## [PASSAGE]
Many of us have similar love affairs with ideas. Is it because we are afraid to have love affairs with something real? Do ideas keep us protected from confrontation with reality?

Is the occult world the world of ideas or is it beyond such a world? People who take the occult seriously, and many do, would appear to live in the world beyond the real. Others attempt to find something they already possess and cannot lose. Alan W. Watts likens this to operating in life as if we have our foot on the accelerator and brake at once burning up rubber and going nowhere, while William F. Buckley, Jr. simply calls it, “forward inertia.”

With all due respect, I am a skeptic that flip-flops through these worlds celebrating my ignorance. I have found the only way to unshackle my mind from thinking I know is to realize I know nothing; that life is a rehearsal for the game of eternity, and I am involved in this rehearsal and cannot escape the game.

We all know this, as Paul would say, in the body or out of the body, I do not know, God knows.

There is no need for me to confirm this because you already think it yourself. You think it in the shower, when you’re playing solitaire, when you’re pulling weeds in your garden, when you’re doing something that puts your mind on automatic pilot. I think the shower is the best place in the world for your muses to visit you. The second best place is taking a leisurely stroll through the neighborhood.

As you are cleaning your body, or walking the frustration out of your limbs, your soul comes clean in the process and clears your mind of detritus. Ever noticed that?

## [DATASET]
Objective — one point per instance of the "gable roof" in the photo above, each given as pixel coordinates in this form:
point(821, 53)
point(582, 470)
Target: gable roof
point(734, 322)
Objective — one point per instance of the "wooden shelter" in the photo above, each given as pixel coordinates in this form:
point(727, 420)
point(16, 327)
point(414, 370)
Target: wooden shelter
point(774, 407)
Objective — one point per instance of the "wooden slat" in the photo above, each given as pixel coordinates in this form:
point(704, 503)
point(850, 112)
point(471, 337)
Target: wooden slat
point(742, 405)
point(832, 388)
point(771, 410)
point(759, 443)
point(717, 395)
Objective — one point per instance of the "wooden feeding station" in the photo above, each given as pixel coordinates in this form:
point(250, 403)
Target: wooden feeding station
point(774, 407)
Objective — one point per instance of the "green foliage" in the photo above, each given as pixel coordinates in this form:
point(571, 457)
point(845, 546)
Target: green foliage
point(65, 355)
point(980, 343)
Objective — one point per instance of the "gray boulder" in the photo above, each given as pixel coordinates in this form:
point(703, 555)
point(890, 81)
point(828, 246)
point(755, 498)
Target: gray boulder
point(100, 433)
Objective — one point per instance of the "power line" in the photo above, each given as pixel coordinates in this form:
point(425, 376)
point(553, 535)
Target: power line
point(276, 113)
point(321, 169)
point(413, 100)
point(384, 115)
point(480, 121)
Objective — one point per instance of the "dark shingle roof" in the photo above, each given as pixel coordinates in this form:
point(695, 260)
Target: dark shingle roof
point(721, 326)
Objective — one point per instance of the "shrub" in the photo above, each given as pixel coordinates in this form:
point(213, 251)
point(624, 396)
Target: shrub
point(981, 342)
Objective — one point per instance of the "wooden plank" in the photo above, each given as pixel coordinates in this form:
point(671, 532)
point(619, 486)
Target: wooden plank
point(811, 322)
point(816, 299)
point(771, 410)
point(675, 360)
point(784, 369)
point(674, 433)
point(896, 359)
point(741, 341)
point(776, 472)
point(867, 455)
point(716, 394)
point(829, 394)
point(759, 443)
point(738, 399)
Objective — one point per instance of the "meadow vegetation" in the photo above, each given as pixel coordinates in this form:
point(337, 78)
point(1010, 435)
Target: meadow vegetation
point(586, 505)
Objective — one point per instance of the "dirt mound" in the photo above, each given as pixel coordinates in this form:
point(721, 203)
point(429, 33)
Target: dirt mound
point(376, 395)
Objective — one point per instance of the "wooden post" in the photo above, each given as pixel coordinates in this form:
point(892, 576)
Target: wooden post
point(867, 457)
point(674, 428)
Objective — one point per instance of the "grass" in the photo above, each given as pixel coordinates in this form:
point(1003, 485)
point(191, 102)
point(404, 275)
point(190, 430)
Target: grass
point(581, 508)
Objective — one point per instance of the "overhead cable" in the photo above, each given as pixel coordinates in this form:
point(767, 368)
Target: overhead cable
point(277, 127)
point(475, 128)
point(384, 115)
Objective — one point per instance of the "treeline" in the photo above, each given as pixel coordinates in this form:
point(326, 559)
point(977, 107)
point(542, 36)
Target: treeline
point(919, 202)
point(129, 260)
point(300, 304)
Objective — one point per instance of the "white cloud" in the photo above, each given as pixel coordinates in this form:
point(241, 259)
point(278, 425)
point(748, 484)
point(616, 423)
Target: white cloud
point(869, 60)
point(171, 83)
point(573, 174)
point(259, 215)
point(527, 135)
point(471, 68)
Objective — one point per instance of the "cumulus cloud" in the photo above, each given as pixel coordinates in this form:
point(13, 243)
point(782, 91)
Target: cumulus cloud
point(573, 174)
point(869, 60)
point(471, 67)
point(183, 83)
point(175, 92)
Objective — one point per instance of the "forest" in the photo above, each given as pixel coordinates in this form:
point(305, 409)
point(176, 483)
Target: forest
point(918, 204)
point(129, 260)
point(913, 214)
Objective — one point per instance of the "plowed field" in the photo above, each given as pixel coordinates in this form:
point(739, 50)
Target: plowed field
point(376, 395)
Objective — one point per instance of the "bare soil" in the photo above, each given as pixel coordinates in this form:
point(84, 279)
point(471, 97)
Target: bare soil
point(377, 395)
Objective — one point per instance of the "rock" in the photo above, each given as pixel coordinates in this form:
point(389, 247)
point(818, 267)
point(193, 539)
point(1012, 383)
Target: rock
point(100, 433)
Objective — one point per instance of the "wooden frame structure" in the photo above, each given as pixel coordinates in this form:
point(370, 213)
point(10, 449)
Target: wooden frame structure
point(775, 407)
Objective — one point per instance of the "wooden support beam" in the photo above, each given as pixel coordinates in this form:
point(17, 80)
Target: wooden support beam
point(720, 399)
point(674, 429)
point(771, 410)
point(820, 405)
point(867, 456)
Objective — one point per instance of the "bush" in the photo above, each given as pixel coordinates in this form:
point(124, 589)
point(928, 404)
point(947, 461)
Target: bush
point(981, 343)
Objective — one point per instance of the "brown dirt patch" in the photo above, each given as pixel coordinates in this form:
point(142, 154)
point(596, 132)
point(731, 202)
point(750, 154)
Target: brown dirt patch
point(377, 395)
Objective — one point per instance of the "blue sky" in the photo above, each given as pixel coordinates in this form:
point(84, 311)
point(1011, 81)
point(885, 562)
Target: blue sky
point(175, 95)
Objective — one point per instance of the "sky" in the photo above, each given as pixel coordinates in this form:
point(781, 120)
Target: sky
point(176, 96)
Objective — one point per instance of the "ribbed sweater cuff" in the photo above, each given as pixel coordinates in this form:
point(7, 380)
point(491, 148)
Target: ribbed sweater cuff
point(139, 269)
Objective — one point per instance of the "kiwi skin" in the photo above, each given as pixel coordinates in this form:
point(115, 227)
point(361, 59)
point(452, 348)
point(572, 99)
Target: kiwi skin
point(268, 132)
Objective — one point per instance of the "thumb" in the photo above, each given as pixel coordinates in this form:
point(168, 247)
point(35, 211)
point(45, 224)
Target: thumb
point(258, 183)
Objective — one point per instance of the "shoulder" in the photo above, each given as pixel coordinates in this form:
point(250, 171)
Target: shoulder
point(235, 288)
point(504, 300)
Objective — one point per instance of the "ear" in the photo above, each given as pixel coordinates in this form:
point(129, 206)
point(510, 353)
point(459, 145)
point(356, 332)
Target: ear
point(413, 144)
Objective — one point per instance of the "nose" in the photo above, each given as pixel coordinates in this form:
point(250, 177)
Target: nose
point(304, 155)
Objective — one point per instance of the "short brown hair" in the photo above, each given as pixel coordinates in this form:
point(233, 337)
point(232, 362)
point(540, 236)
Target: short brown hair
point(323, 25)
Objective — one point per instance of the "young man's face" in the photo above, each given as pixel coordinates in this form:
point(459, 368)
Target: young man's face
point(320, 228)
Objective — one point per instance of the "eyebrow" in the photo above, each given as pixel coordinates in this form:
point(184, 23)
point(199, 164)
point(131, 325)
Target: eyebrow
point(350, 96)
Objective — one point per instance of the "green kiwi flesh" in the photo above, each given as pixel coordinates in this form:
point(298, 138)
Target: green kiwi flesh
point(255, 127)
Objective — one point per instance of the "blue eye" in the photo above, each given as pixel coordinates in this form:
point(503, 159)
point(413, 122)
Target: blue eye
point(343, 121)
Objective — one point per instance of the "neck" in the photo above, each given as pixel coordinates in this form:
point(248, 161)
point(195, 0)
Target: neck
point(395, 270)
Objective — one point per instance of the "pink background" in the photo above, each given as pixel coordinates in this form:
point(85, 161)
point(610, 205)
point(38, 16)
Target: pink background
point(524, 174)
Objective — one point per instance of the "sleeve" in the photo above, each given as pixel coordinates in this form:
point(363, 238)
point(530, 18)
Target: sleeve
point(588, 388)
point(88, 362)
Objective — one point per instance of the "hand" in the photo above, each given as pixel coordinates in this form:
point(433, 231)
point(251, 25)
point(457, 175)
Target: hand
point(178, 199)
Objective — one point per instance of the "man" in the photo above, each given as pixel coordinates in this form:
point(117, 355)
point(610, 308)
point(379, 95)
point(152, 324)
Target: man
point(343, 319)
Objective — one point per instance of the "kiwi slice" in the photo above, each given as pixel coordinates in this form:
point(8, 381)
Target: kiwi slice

## [TASKS]
• a. In the passage, rewrite the section starting at "With all due" and ending at "through the neighborhood.", substituting "bath" for "shower".
• b. According to the passage, what does William F. Buckley, Jr. call it?
• c. Name every person mentioned by name in the passage.
The records have no connection to the passage.

## [RESPONSES IN ORDER]
• a.
With all due respect, I am a skeptic that flip-flops through these worlds celebrating my ignorance. I have found the only way to unshackle my mind from thinking I know is to realize I know nothing; that life is a rehearsal for the game of eternity, and I am involved in this rehearsal and cannot escape the game.

We all know this, as Paul would say, in the body or out of the body, I do not know, God knows.

There is no need for me to confirm this because you already think it yourself. You think it in the bath, when you’re playing solitaire, when you’re pulling weeds in your garden, when you’re doing something that puts your mind on automatic pilot. I think the bath is the best place in the world for your muses to visit you. The second best place is taking a leisurely stroll through the neighborhood.

• b. He calls it "forward inertia."

• c. Alan W. Watts, William F. Buckley, Jr., Paul